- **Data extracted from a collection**
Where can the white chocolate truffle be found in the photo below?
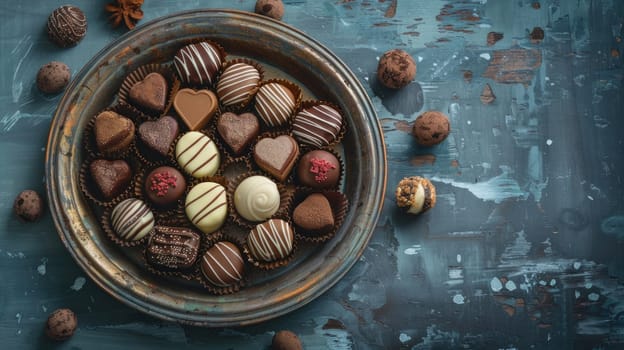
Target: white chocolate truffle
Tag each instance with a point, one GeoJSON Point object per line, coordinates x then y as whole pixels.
{"type": "Point", "coordinates": [197, 154]}
{"type": "Point", "coordinates": [257, 198]}
{"type": "Point", "coordinates": [206, 206]}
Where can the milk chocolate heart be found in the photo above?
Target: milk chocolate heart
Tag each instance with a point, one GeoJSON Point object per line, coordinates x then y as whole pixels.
{"type": "Point", "coordinates": [151, 92]}
{"type": "Point", "coordinates": [238, 131]}
{"type": "Point", "coordinates": [113, 132]}
{"type": "Point", "coordinates": [276, 156]}
{"type": "Point", "coordinates": [110, 177]}
{"type": "Point", "coordinates": [195, 107]}
{"type": "Point", "coordinates": [158, 135]}
{"type": "Point", "coordinates": [314, 214]}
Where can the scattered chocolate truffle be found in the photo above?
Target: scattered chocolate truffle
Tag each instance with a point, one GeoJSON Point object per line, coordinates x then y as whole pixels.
{"type": "Point", "coordinates": [318, 169]}
{"type": "Point", "coordinates": [396, 69]}
{"type": "Point", "coordinates": [493, 37]}
{"type": "Point", "coordinates": [431, 128]}
{"type": "Point", "coordinates": [286, 340]}
{"type": "Point", "coordinates": [67, 25]}
{"type": "Point", "coordinates": [61, 324]}
{"type": "Point", "coordinates": [270, 8]}
{"type": "Point", "coordinates": [28, 206]}
{"type": "Point", "coordinates": [164, 185]}
{"type": "Point", "coordinates": [110, 176]}
{"type": "Point", "coordinates": [415, 194]}
{"type": "Point", "coordinates": [53, 77]}
{"type": "Point", "coordinates": [487, 95]}
{"type": "Point", "coordinates": [314, 214]}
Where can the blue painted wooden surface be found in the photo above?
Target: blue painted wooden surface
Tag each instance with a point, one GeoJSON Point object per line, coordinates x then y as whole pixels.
{"type": "Point", "coordinates": [524, 247]}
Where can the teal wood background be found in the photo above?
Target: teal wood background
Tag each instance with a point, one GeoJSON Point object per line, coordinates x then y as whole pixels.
{"type": "Point", "coordinates": [522, 251]}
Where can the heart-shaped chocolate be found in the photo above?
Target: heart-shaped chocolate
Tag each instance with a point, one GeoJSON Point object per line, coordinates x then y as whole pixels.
{"type": "Point", "coordinates": [151, 92]}
{"type": "Point", "coordinates": [277, 156]}
{"type": "Point", "coordinates": [314, 214]}
{"type": "Point", "coordinates": [113, 132]}
{"type": "Point", "coordinates": [195, 107]}
{"type": "Point", "coordinates": [158, 135]}
{"type": "Point", "coordinates": [238, 131]}
{"type": "Point", "coordinates": [110, 176]}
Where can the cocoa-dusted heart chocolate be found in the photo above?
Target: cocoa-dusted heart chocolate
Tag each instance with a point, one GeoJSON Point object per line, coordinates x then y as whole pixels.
{"type": "Point", "coordinates": [238, 131]}
{"type": "Point", "coordinates": [151, 92]}
{"type": "Point", "coordinates": [195, 108]}
{"type": "Point", "coordinates": [314, 214]}
{"type": "Point", "coordinates": [158, 135]}
{"type": "Point", "coordinates": [110, 176]}
{"type": "Point", "coordinates": [113, 132]}
{"type": "Point", "coordinates": [277, 156]}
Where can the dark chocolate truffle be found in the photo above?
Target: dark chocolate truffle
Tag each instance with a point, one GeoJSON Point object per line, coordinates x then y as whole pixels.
{"type": "Point", "coordinates": [270, 8]}
{"type": "Point", "coordinates": [110, 177]}
{"type": "Point", "coordinates": [67, 25]}
{"type": "Point", "coordinates": [159, 135]}
{"type": "Point", "coordinates": [314, 214]}
{"type": "Point", "coordinates": [238, 131]}
{"type": "Point", "coordinates": [415, 194]}
{"type": "Point", "coordinates": [431, 128]}
{"type": "Point", "coordinates": [53, 77]}
{"type": "Point", "coordinates": [113, 132]}
{"type": "Point", "coordinates": [223, 264]}
{"type": "Point", "coordinates": [164, 185]}
{"type": "Point", "coordinates": [396, 69]}
{"type": "Point", "coordinates": [286, 340]}
{"type": "Point", "coordinates": [28, 206]}
{"type": "Point", "coordinates": [317, 125]}
{"type": "Point", "coordinates": [271, 240]}
{"type": "Point", "coordinates": [318, 169]}
{"type": "Point", "coordinates": [61, 324]}
{"type": "Point", "coordinates": [198, 64]}
{"type": "Point", "coordinates": [172, 247]}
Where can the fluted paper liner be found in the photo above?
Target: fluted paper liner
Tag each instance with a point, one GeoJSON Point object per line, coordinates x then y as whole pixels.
{"type": "Point", "coordinates": [137, 75]}
{"type": "Point", "coordinates": [286, 194]}
{"type": "Point", "coordinates": [236, 108]}
{"type": "Point", "coordinates": [216, 289]}
{"type": "Point", "coordinates": [311, 103]}
{"type": "Point", "coordinates": [339, 204]}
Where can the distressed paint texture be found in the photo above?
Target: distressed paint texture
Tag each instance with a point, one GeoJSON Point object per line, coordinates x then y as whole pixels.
{"type": "Point", "coordinates": [523, 249]}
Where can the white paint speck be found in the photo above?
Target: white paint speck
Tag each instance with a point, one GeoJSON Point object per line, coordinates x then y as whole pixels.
{"type": "Point", "coordinates": [496, 284]}
{"type": "Point", "coordinates": [79, 282]}
{"type": "Point", "coordinates": [404, 338]}
{"type": "Point", "coordinates": [459, 299]}
{"type": "Point", "coordinates": [593, 297]}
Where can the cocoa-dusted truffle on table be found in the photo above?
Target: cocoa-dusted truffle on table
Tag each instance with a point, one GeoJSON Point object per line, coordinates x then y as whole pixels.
{"type": "Point", "coordinates": [431, 128]}
{"type": "Point", "coordinates": [164, 185]}
{"type": "Point", "coordinates": [67, 25]}
{"type": "Point", "coordinates": [396, 69]}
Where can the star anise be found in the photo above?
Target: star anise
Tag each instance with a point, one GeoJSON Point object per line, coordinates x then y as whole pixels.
{"type": "Point", "coordinates": [127, 10]}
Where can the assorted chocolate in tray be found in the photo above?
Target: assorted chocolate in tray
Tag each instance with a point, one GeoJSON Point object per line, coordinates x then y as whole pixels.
{"type": "Point", "coordinates": [213, 170]}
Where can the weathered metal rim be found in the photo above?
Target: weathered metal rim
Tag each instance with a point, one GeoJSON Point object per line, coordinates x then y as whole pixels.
{"type": "Point", "coordinates": [64, 196]}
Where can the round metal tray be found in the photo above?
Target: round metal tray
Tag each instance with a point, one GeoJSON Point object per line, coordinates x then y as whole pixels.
{"type": "Point", "coordinates": [285, 52]}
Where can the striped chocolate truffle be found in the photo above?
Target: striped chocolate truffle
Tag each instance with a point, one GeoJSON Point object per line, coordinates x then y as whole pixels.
{"type": "Point", "coordinates": [172, 247]}
{"type": "Point", "coordinates": [271, 240]}
{"type": "Point", "coordinates": [198, 64]}
{"type": "Point", "coordinates": [275, 104]}
{"type": "Point", "coordinates": [206, 206]}
{"type": "Point", "coordinates": [131, 219]}
{"type": "Point", "coordinates": [197, 154]}
{"type": "Point", "coordinates": [237, 84]}
{"type": "Point", "coordinates": [318, 125]}
{"type": "Point", "coordinates": [222, 265]}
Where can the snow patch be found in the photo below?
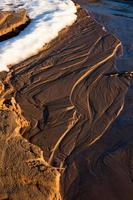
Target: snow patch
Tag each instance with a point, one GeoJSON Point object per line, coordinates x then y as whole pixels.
{"type": "Point", "coordinates": [48, 17]}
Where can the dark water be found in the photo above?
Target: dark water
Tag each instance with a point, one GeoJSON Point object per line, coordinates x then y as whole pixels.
{"type": "Point", "coordinates": [117, 17]}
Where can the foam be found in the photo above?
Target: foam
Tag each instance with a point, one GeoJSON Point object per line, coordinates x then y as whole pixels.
{"type": "Point", "coordinates": [48, 18]}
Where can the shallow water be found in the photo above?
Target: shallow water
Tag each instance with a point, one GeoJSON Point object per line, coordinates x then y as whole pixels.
{"type": "Point", "coordinates": [117, 17]}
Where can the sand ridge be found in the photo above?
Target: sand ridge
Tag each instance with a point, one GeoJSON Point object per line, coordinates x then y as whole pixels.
{"type": "Point", "coordinates": [69, 100]}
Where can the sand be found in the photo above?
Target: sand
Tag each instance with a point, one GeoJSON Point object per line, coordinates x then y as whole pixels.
{"type": "Point", "coordinates": [57, 109]}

- **Requirement**
What do the lines above say from the line containing "Where can the snow" through the last line? Quote them exactly, both ends included, and leave out the pictures.

- **Complete answer**
Where can the snow patch be found in the photo below?
Target: snow patch
Tag each instance with a point, one GeoJSON Point object per line, coordinates x then y as whole pixels.
{"type": "Point", "coordinates": [48, 17]}
Where can the dark water be found in the photo above?
Target: dark water
Tag each instance with a point, one GeoJSON Point object per line, coordinates x then y as whole pixels.
{"type": "Point", "coordinates": [117, 17]}
Where can the foam be found in the photo above?
Target: foam
Tag each instance with a point, one GeoJSON Point object per line, coordinates x then y as whole pixels.
{"type": "Point", "coordinates": [48, 18]}
Where can the shallow water be found in the photo above?
Target: shallow water
Tag each instance with a point, one GeoJSON Point object per line, coordinates x then y as whole pixels.
{"type": "Point", "coordinates": [117, 17]}
Where can the sand ridge be found in the photo above?
Target: sand ridge
Tag each instance with a point, one GeoJSON Point object per line, coordinates x then y as whole pixels.
{"type": "Point", "coordinates": [69, 100]}
Where can the sand be found in the photo above?
Target: sand
Tag each instance with a point, one GeoJSON Point object per line, coordinates x then y as whole pixels.
{"type": "Point", "coordinates": [57, 109]}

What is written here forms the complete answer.